== Passage provided ==
-- -- --

The cheapest way to mislead yourself with an eval set is to seed it with inputs that look like the demo. The demo path is the one the team practiced; the failures live elsewhere. Dimensional sampling is the discipline of constructing inputs that probe the corners on purpose, by enumerating axes that matter for the product and generating combinations across them [1].
The three-axis frame
Hamel's recipe is features by scenarios by personas. A feature is a capability the product offers (booking lookup, document Q+A, refund flow). A scenario is a state of the world the feature has to handle (happy path, no results, ambiguous query, conflicting documents, irate user). A persona is who is asking (first-time visitor, power user, admin, attacker). Cover the cells of that grid and the eval set probes the product instead of confirming the demo [2].
The three axes are not sacred. Some products need four (add channel: voice, SMS, chat, email). Some collapse to two. Pick the axes whose interactions you suspect will surface failures, not the labels in the original recipe.
Skip dimensional sampling and pull a thousand production traces at uniform random and two things go wrong.
The production distribution is heavily skewed; eighty percent of inputs fall into a small number of templates. A random sample is dominated by the head, and the head is mostly working. The failures live in the sparse tail. A targeted sample built from the three-axis grid hits the tail on purpose [3].
Some scenarios are rare in production but high-severity. "User is hostile and the model refuses incorrectly" may show up in two out of a thousand traces, but a wrong response is a policy violation. Dimensional sampling forces the team to write that case in even when production has not surfaced enough of it.
A working example
The grid for a recipe assistant might look like this.
DIMENSIONS = {
"feature": [
"recipe-lookup",
"substitution-question",
"dietary-conversion",
"multi-turn-refinement",
],
"scenario": [
"happy-path",
"ambiguous-query",
"conflicting-constraints",
"out-of-scope-request",
"user-corrects-bot",
],
"persona": [
"first-time-visitor",
"power-user",
"dietary-restricted",
"hostile-tester",
],
}
# 4 x 5 x 4 = 80 cells. Sample 1 to 2 per cell for ~100 inputs.

-- -- --

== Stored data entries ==
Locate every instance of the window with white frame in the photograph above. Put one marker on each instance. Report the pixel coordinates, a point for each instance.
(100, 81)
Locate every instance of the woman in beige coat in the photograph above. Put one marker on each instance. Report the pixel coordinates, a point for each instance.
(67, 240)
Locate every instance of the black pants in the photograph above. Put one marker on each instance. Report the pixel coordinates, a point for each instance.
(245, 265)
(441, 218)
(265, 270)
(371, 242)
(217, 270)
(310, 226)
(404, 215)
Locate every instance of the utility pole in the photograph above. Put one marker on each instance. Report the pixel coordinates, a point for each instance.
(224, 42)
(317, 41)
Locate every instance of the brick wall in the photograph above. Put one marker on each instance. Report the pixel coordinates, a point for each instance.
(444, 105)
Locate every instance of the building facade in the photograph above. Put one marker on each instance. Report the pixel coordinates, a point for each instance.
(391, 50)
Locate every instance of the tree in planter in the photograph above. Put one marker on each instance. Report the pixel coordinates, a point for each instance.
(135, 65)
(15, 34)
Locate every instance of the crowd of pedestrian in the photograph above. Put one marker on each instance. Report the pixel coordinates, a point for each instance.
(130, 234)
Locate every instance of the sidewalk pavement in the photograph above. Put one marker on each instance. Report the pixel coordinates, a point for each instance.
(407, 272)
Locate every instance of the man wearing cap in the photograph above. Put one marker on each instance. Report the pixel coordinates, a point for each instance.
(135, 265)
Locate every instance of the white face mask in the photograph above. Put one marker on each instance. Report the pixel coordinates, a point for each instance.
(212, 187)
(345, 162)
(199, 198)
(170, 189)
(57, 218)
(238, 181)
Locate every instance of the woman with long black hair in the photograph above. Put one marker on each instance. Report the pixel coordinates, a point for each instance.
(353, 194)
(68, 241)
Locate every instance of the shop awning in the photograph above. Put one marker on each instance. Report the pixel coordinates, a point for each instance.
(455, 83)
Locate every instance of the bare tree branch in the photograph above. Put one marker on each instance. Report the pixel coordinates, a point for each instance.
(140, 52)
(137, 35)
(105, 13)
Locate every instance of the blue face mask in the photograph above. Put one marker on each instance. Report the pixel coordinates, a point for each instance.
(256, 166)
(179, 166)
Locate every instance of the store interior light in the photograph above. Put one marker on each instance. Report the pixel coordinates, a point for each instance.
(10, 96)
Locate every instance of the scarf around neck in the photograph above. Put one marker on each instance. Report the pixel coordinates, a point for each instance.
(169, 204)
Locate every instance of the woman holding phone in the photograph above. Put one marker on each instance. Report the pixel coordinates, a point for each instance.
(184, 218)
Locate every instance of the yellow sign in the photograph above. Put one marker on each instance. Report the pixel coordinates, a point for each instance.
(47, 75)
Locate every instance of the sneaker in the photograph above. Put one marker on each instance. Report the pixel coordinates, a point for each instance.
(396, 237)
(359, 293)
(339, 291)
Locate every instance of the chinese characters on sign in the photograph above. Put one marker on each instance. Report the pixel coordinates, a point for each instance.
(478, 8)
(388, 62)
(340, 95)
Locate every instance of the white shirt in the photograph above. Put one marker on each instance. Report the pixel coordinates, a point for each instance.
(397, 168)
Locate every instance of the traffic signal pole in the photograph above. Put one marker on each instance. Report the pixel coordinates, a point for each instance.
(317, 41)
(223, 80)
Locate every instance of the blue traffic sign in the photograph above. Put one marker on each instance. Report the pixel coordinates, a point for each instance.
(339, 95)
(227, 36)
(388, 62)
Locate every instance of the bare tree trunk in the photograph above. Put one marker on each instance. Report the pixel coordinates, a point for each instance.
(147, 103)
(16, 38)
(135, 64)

-- -- --

== Problems and tasks ==
(A) Reproduce the dimensional sampling passage word for word, starting with "Skip dimensional sampling" and going on through "look like this.".
(B) Resume the dimensional sampling passage from the point where it stops.

== Exercise responses ==
(A)
Skip dimensional sampling and pull a thousand production traces at uniform random and two things go wrong.
The production distribution is heavily skewed; eighty percent of inputs fall into a small number of templates. A random sample is dominated by the head, and the head is mostly working. The failures live in the sparse tail. A targeted sample built from the three-axis grid hits the tail on purpose [3].
Some scenarios are rare in production but high-severity. "User is hostile and the model refuses incorrectly" may show up in two out of a thousand traces, but a wrong response is a policy violation. Dimensional sampling forces the team to write that case in even when production has not surfaced enough of it.
A working example
The grid for a recipe assistant might look like this.

(B)
import itertools
seed_set = [
{"feature": f, "scenario": s, "persona": p}
for f, s, p in itertools.product(*DIMENSIONS.values())
]
The grid does not need to be fully populated. Pick the cells whose interaction is most likely to break the product (hostile tester plus out-of-scope-request plus refund flow) and skip the implausible combinations (admin plus happy-path plus dietary-conversion). Commit to which cells the team covered and which they did not [2].
Convert cells to natural language
The grid is a tuple of labels; the eval input is a sentence. Use an LLM to do the conversion, then have a human edit for realism. The LLM produces fluent variation; it is mediocre at writing the way a real annoyed customer writes. The human pass tightens phrasing and catches generic outputs.
A single conversion prompt suffices: "Convert this tuple into one realistic user message. Vary tone. Do not name the dimensions. Be specific." Run with high temperature, sample one or two outputs per cell, hand-edit. The full hundred-input seed set takes a senior engineer plus a domain expert about half a day on the first pass.
When to grow the grid
As error analysis surfaces failure modes the grid did not anticipate, add new axes. If the bot fails systematically on Spanish-language inputs, language is an axis. If failures concentrate around midnight requests, time-of-day is an axis. The grid evolves with the product [3].
The signal that the grid is too small is that error analysis stops surfacing new failure modes. If three consecutive open-coding passes find the same modes, the grid has saturated the input space. Expand by adding an axis the team has been ignoring, not by adding more examples per existing cell.
What dimensional sampling does not do
It does not replace open coding on production traces. The grid covers the inputs the team can anticipate; production covers the ones the team did not [4]. The right setup is a grid-built seed set for offline regression plus a rolling sample of production traces for ongoing error analysis.
It does not pick the test set for a model evaluation. The grid is for the stage-1 and stage-2 evals the team builds and grades against. Picking the model itself against a frontier benchmark is a different problem; see the datasets section.